Would you please set down the lines of the data from the one containing "of the flower" to the final line, exactly and only those?

Region pointing data –

[Start of Attachment]

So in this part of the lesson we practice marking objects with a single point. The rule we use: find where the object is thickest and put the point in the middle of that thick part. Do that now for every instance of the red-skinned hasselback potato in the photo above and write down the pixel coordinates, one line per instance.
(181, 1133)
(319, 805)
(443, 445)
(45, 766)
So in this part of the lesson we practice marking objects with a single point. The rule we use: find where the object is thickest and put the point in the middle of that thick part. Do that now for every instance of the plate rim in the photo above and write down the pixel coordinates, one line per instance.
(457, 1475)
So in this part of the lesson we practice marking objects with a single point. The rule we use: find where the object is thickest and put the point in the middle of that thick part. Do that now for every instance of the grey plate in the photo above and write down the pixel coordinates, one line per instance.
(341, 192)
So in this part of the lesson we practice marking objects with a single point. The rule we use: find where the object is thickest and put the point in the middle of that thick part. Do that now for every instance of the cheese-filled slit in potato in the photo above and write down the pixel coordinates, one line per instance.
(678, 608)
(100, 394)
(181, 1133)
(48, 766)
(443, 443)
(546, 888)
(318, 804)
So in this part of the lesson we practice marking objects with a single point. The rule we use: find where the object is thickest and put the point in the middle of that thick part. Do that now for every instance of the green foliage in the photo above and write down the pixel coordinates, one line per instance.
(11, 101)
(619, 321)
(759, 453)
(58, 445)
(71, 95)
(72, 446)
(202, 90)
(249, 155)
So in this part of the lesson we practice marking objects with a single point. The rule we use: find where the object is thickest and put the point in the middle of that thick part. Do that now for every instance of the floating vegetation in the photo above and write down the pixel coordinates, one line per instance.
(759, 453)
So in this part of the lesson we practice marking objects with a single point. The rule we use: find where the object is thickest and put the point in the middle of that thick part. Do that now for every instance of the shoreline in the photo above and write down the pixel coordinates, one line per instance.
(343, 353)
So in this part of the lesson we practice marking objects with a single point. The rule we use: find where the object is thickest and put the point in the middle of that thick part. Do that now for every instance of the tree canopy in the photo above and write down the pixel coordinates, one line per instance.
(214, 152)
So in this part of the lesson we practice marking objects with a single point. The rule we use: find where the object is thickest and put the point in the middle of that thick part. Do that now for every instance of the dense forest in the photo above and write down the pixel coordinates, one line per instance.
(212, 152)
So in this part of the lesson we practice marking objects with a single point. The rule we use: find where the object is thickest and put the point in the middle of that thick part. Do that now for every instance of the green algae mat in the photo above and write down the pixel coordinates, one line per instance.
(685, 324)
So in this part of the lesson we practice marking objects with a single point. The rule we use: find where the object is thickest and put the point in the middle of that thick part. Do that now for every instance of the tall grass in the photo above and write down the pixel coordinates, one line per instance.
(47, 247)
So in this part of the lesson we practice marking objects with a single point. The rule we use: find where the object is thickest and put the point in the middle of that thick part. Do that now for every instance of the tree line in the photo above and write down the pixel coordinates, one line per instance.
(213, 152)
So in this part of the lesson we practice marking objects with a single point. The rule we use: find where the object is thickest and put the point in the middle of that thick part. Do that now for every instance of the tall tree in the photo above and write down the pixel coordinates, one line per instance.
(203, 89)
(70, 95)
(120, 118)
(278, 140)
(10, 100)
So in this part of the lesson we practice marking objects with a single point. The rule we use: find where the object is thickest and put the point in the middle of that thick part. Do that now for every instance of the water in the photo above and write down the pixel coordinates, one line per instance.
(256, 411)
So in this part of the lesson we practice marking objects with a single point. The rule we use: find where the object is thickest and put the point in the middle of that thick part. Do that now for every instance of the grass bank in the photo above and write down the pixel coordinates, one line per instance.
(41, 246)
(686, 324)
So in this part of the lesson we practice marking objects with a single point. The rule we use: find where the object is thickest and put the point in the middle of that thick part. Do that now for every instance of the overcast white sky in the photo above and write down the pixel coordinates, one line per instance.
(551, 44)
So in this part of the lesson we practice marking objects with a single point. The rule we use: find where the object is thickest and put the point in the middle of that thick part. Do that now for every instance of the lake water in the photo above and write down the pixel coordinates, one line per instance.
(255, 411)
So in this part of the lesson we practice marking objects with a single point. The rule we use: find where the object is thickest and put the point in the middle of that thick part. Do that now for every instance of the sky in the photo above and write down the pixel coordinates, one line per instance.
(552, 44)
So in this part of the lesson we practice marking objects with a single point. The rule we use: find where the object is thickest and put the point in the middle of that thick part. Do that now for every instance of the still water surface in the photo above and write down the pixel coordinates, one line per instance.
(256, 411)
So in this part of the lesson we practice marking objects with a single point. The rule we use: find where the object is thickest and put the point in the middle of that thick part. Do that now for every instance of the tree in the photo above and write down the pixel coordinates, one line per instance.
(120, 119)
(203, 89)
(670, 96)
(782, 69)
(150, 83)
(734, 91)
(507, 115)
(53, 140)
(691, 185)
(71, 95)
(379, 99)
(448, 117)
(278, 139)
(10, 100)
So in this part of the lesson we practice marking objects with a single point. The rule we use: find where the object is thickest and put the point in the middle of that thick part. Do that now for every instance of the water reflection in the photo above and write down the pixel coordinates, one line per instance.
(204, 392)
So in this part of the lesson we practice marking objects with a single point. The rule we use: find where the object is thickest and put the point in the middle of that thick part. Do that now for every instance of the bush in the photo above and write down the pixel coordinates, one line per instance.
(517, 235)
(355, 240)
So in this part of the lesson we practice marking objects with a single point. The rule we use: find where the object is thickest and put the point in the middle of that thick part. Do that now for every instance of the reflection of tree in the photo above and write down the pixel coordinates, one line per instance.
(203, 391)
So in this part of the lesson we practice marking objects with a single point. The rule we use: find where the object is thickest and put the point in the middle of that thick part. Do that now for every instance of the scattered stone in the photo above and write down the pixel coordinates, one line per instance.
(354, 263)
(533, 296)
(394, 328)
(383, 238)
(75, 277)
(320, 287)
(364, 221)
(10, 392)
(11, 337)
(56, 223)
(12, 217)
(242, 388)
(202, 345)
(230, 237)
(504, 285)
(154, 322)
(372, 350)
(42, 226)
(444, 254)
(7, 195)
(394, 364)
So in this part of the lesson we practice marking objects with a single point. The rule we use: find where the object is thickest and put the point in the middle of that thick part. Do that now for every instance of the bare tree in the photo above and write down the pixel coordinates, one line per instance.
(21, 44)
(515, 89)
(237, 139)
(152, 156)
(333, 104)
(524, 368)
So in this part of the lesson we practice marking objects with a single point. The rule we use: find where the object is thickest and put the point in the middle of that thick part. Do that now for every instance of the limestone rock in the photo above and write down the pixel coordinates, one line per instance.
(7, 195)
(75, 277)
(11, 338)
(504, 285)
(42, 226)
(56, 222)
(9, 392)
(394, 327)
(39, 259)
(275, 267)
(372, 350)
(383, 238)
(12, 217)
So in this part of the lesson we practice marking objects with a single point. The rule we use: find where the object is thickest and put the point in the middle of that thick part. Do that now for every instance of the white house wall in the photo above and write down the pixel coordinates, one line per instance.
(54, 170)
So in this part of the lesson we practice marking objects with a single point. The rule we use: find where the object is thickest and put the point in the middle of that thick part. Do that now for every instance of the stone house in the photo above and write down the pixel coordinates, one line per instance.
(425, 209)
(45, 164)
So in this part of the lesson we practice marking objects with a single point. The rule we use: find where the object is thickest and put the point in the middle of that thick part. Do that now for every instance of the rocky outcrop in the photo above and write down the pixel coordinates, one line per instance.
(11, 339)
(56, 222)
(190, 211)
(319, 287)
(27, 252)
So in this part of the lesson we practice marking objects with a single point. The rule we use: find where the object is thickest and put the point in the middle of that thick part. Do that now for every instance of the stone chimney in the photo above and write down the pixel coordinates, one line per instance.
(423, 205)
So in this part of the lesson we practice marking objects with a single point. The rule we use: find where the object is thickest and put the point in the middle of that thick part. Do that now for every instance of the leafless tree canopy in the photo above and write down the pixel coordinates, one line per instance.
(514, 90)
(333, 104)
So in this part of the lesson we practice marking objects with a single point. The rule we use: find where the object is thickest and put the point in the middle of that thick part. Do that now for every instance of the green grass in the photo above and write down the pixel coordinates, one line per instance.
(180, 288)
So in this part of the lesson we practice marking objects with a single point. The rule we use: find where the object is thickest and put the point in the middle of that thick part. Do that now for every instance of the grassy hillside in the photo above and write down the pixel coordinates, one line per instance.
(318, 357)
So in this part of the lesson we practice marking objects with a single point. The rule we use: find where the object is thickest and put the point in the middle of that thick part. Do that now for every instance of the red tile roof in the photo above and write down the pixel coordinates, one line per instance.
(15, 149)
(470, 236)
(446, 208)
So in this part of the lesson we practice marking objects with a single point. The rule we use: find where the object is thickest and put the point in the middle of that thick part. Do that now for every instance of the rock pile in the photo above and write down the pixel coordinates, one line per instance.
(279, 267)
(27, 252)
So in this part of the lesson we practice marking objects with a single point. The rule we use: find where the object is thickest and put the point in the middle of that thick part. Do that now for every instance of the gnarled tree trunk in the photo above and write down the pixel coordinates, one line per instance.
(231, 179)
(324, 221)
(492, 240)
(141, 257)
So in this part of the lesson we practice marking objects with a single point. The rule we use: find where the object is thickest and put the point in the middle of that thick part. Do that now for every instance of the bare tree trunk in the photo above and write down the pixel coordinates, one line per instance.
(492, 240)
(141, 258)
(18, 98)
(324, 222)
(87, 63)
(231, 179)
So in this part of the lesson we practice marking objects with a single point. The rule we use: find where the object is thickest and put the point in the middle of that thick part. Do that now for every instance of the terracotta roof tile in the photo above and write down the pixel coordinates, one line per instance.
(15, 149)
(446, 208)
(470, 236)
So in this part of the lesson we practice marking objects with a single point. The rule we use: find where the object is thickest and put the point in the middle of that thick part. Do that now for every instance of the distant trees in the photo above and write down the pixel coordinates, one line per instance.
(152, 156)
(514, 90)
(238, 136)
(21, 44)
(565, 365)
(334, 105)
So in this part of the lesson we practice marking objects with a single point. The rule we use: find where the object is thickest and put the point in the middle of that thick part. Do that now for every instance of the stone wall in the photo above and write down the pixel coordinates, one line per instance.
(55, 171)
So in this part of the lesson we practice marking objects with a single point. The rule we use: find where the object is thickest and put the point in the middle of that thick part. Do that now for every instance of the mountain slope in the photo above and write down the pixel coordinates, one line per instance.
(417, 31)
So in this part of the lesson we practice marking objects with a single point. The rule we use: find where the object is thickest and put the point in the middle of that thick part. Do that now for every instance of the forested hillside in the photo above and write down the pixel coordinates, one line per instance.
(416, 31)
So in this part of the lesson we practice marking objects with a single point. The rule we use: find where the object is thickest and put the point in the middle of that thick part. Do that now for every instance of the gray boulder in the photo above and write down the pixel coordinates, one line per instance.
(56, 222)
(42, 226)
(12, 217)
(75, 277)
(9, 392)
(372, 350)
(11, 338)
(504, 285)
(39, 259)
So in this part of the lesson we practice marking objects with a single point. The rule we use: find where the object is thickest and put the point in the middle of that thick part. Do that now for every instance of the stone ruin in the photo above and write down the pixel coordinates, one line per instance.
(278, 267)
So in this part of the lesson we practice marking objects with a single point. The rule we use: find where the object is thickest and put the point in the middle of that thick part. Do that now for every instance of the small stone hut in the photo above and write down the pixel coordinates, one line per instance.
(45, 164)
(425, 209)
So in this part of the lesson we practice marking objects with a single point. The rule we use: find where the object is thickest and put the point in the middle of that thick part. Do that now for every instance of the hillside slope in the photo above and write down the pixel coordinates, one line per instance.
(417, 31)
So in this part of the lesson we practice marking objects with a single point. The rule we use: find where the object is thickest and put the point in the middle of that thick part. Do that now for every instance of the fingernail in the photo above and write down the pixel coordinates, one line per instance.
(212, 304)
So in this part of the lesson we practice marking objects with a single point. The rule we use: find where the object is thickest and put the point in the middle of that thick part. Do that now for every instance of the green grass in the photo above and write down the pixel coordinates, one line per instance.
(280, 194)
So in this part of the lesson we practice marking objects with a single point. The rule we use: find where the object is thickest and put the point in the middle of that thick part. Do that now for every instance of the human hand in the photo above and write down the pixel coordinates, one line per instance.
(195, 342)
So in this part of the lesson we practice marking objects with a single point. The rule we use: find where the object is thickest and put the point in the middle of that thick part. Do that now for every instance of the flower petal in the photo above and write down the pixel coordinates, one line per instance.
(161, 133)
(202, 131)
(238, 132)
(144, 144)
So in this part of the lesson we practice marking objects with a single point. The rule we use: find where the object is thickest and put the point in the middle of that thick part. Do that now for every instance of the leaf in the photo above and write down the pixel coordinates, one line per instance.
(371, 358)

[End of Attachment]

ANSWER SPACE –
So in this part of the lesson we practice marking objects with a single point. The rule we use: find where the object is thickest and put the point in the middle of that thick part. Do that now for every instance of the flower petal in the photo above and write down the pixel coordinates, one line per instance.
(161, 133)
(202, 131)
(238, 132)
(144, 144)
So in this part of the lesson we practice marking objects with a single point. The rule we use: find where the object is thickest and put the point in the middle of that thick part. Do that now for every instance of the leaf in the photo above and write down the pixel coordinates, one line per instance.
(371, 358)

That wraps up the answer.